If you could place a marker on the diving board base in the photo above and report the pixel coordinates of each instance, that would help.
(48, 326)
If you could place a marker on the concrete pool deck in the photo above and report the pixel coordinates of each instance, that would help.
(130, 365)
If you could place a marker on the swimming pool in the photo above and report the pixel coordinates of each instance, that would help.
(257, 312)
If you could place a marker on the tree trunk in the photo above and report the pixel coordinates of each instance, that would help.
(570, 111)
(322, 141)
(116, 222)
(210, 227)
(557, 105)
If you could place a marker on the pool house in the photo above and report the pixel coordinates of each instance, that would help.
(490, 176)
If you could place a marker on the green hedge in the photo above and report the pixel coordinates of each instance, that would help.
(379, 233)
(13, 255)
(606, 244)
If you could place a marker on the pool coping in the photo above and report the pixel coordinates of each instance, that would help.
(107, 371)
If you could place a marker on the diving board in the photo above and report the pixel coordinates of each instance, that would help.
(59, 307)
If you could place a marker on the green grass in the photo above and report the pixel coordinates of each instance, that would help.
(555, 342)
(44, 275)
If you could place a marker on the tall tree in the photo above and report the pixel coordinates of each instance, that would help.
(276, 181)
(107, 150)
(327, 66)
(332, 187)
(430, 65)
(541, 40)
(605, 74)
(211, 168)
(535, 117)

━━━━━━

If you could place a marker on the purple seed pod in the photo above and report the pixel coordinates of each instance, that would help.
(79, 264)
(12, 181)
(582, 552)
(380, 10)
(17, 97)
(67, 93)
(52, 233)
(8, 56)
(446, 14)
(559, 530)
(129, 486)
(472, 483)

━━━━━━

**To do**
Gather every line of the data above that contains the word "board".

**Full output**
If you could place a marker on the diving board base in the photo above and report the pixel coordinates of each instance, that would help.
If you could place a marker on the diving board in the photo above and report the pixel coordinates of each instance, that would help.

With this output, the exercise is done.